Consigne: Poursuivez le texte consacré au vol d'essai du Starship en reprenant juste après sa dernière phrase.

Extrait choisi:
========

Elon Musk fait son méa culpa après la tentative de vol de son Starship le 20 avril denier, qui en décollant a sévèrement endommagé sa table d’envol.

Déjà lors de l’essai statique du premier étage en février, les 33 moteurs Raptor – poussés à 50% de leur puissance – avaient considérablement détruit le béton du sol, un béton spécial, le Fontag (qu’on peut acheter dans le commerce!), un mélange d’agrégats de synthèse, très denses, et non-poreux, mélangés avec l’alumine de ciment.

Mais de nombreux observateurs estimaient qu’une tentative de décoller d’un tel système, et à 90% de puissance, était voué à l’échec. SpaceX le reconnaissait en disant que l’essai serai “un succès si le Starship réussissait simplement à décoller sans destruction de l’air de tir“. Le vol fut un échec quand en altitude l’ensemble se mit à tournoyer, incontrôlable.

========

Extrait de données:
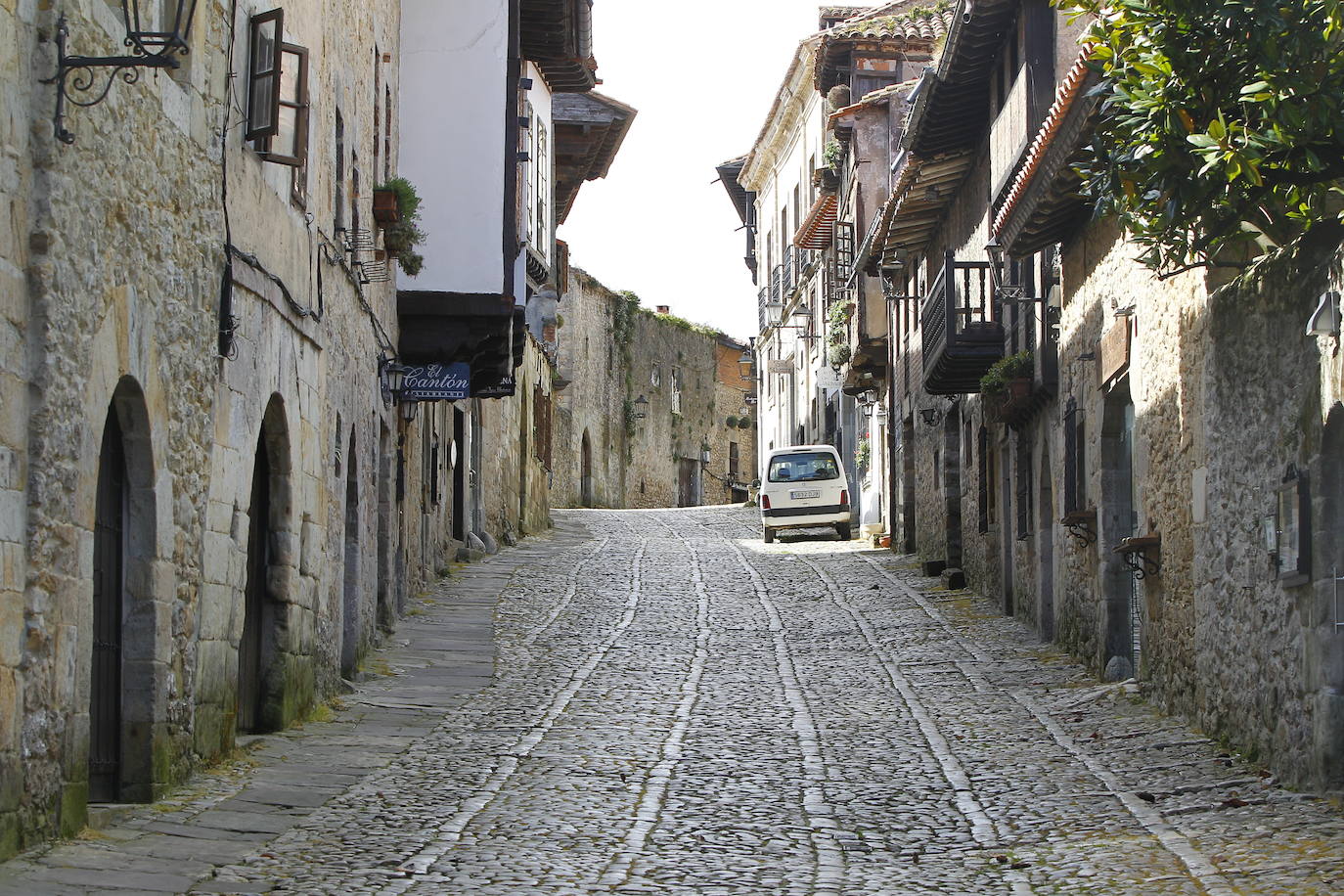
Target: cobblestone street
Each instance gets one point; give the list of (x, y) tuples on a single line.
[(676, 707)]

========

Corrigé:
Mais l’origine de ce vol avorté résiderait bien dans les dégâts subis justement lors des premières secondes de la mise à feu. D’importants morceaux de béton ont été projetés vers la baie des 33 moteurs Raptor-2. Leur souffle a soulevé d’immenses nuages de poussière, et plusieurs secondes se sont écoulés avant que l’ensemble s’élève et dépasse cet épais nuage.

En regardant de près les vidéos de ce départ, on voit qu’au moins trois moteurs ne fonctionnaient pas et que l’ascension n’était pas strictement vertical, et que le lanceur glissait légèrement, “en crabe”. Miraculeusement du côté opposé à la grande tour de service.

Elon Musk veut croire à un prochain vol dans “un ou deux mois“. Il a déjà “en stock” un première étage Super Heavy, (“de nouvel génération” notamment sans commandes hydrauliques – qui apparemment ont failli lors de l’essai du 20 avril) et plusieurs Starship sont déjà assemblés.

Mais le pas de tir mérite une attention toute particulière. Une nouvelle table serait en cours d’achminement depuis la Floride. C’est sous celle-ci que serait installé le dispositif de plaque métallique.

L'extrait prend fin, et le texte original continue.